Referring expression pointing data

————

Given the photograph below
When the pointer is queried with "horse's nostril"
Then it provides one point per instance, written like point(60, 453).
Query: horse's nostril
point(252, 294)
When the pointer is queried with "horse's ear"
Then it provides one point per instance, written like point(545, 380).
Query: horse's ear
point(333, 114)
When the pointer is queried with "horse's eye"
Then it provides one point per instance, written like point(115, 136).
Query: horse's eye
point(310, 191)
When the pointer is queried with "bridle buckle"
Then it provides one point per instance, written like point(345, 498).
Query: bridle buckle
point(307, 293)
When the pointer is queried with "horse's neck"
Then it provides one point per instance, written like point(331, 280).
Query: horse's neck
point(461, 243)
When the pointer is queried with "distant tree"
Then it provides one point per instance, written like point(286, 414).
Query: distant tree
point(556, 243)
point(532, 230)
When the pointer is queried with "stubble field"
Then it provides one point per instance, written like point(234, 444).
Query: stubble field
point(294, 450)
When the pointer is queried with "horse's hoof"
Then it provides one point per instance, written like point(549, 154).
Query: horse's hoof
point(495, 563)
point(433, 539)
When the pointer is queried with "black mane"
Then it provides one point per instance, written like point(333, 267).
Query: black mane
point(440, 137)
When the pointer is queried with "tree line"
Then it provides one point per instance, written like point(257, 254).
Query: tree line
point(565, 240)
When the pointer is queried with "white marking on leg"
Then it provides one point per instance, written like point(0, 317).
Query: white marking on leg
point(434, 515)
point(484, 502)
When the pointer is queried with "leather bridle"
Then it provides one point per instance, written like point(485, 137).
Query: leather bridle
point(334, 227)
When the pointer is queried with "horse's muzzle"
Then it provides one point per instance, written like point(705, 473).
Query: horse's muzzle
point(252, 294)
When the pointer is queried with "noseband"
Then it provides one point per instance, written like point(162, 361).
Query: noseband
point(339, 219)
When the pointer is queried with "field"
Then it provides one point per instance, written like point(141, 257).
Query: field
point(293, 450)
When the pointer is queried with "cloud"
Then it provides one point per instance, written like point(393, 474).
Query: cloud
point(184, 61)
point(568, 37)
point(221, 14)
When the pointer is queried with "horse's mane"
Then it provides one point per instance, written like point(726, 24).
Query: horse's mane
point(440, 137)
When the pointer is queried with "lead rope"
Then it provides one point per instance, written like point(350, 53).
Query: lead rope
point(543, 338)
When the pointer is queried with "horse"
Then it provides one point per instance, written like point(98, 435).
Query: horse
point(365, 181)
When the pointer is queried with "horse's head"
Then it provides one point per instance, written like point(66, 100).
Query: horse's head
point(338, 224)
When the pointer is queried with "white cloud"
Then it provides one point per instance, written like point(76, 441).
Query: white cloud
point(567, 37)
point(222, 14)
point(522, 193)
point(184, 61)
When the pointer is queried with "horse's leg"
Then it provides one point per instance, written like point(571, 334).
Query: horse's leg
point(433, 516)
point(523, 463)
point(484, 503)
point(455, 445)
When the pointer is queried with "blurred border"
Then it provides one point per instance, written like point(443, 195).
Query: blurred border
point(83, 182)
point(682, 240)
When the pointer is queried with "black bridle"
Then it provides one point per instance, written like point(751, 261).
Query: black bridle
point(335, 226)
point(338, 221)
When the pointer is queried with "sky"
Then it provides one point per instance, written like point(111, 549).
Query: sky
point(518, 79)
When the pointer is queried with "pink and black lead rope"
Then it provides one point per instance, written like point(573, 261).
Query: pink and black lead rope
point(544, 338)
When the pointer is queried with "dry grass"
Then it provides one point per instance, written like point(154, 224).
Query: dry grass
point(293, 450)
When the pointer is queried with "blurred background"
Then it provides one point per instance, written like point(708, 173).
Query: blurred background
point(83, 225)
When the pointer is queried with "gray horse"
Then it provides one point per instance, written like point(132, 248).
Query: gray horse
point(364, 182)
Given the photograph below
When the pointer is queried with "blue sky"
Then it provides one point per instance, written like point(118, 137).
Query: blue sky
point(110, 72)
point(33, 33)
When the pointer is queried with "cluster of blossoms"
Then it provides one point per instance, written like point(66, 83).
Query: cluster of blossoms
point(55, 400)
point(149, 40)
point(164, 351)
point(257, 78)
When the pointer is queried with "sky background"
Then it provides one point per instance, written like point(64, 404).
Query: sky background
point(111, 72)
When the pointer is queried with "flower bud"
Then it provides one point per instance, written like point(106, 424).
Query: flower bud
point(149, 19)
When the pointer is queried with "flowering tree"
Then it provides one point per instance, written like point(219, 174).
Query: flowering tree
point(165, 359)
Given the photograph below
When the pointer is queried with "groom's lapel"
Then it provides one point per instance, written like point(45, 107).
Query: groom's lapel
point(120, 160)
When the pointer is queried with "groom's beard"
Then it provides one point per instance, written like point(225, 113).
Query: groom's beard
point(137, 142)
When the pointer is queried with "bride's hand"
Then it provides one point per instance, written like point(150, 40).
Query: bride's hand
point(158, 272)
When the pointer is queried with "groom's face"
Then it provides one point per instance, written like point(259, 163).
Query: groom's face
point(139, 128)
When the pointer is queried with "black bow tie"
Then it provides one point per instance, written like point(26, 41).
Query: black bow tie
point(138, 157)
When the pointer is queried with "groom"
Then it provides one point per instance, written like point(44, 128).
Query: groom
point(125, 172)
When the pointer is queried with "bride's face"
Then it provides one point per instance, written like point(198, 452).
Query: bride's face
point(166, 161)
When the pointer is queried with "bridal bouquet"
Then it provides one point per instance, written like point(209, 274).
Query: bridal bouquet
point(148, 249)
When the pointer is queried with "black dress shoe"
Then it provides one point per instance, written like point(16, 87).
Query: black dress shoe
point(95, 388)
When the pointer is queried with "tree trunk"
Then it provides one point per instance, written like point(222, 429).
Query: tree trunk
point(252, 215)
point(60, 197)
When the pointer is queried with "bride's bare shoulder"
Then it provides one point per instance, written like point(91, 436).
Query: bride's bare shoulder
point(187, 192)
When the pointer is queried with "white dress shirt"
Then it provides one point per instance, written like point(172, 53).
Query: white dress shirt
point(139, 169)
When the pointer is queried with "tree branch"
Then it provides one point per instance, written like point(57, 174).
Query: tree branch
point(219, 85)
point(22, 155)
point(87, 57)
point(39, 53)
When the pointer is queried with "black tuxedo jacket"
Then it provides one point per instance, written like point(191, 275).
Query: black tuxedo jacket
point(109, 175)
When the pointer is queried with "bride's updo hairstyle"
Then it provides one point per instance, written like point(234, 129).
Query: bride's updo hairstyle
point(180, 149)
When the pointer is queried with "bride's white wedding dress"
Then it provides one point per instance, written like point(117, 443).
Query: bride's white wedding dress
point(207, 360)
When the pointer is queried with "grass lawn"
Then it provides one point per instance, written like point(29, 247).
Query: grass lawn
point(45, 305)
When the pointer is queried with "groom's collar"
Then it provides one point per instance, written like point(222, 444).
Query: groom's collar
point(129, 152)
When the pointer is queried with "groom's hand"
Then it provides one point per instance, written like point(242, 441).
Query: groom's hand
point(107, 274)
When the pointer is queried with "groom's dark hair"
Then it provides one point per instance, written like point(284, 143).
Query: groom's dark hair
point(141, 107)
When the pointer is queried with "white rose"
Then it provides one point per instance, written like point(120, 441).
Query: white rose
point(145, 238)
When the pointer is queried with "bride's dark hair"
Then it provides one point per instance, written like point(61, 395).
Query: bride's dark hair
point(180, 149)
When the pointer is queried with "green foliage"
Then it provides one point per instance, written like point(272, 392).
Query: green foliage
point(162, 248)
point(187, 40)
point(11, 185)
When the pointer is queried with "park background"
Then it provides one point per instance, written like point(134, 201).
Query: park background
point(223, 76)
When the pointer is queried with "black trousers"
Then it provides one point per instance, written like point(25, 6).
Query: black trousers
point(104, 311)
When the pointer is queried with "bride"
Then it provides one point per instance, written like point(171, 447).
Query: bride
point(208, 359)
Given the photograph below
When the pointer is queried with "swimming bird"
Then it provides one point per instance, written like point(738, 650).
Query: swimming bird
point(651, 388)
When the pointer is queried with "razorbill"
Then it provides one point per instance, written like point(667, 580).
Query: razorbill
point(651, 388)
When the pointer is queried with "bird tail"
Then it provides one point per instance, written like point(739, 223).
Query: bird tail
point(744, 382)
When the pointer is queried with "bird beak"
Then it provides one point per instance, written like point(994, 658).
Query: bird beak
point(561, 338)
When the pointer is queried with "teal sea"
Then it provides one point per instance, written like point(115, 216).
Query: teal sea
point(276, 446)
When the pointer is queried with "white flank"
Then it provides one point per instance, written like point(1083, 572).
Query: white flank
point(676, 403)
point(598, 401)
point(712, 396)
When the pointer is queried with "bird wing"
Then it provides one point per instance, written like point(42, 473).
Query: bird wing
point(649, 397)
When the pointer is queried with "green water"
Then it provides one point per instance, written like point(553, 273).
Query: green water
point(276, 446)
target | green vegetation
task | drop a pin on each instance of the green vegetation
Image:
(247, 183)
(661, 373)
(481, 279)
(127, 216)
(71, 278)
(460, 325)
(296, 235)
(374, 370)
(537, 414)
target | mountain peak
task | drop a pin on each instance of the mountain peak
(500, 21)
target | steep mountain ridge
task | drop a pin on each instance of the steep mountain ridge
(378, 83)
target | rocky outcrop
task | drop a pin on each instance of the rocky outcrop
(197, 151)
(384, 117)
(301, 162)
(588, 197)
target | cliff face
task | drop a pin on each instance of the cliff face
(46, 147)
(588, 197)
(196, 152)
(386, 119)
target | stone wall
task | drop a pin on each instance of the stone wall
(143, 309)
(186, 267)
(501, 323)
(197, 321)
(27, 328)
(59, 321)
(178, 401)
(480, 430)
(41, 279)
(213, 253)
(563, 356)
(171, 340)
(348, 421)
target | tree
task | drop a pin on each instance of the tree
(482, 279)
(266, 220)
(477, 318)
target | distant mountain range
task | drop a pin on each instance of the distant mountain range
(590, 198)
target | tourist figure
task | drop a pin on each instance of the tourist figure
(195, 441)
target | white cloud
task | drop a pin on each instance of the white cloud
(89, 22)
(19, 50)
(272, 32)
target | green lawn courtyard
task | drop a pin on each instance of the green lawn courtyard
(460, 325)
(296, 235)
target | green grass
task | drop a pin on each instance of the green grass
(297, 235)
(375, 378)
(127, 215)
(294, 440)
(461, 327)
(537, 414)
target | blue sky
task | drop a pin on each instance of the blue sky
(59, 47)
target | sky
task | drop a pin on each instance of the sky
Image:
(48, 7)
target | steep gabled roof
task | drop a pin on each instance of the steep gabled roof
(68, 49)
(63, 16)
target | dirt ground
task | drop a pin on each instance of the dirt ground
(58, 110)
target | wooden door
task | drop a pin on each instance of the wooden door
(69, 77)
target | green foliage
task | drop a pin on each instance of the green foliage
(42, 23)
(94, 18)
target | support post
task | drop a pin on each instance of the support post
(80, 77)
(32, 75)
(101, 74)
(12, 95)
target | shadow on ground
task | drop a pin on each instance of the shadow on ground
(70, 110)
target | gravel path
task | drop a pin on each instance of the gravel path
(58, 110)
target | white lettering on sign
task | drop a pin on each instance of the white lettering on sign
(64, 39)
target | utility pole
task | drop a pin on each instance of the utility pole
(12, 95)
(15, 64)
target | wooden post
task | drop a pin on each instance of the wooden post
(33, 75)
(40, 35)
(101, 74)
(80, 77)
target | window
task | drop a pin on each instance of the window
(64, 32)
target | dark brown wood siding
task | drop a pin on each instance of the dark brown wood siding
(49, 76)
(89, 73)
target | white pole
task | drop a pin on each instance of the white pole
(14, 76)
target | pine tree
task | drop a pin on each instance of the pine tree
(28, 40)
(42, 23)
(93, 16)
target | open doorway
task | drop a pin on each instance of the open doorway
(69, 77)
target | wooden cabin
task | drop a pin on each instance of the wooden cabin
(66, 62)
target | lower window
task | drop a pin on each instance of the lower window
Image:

————

What to do: Please reproduce the lines from the line with "the green vegetation" to the line with "target | distant mountain range", both ends included, exactly as they appear above.

Output of the task:
task | drop a pin on each instance of the green vegetation
Image:
(247, 183)
(661, 373)
(481, 279)
(127, 216)
(71, 278)
(460, 325)
(296, 235)
(374, 370)
(537, 414)
target | mountain peak
task | drop a pin on each instance of the mountain peak
(500, 21)
target | steep mountain ridge
task | drop a pin on each instance of the steep mountain ridge
(378, 83)
target | rocky outcrop
task | drop a pin on each instance of the rocky outcrop
(197, 151)
(384, 117)
(301, 162)
(588, 197)
target | cliff face
task | drop a pin on each instance of the cliff face
(46, 147)
(588, 197)
(196, 152)
(386, 119)
target | stone wall
task | drop a pin on each instance of the stone wall
(143, 309)
(186, 267)
(501, 323)
(197, 321)
(27, 328)
(59, 321)
(178, 401)
(480, 430)
(41, 279)
(213, 253)
(563, 356)
(171, 340)
(348, 421)
target | tree
task | drop a pin on each instance of the tree
(482, 279)
(266, 220)
(477, 318)
target | distant mountain range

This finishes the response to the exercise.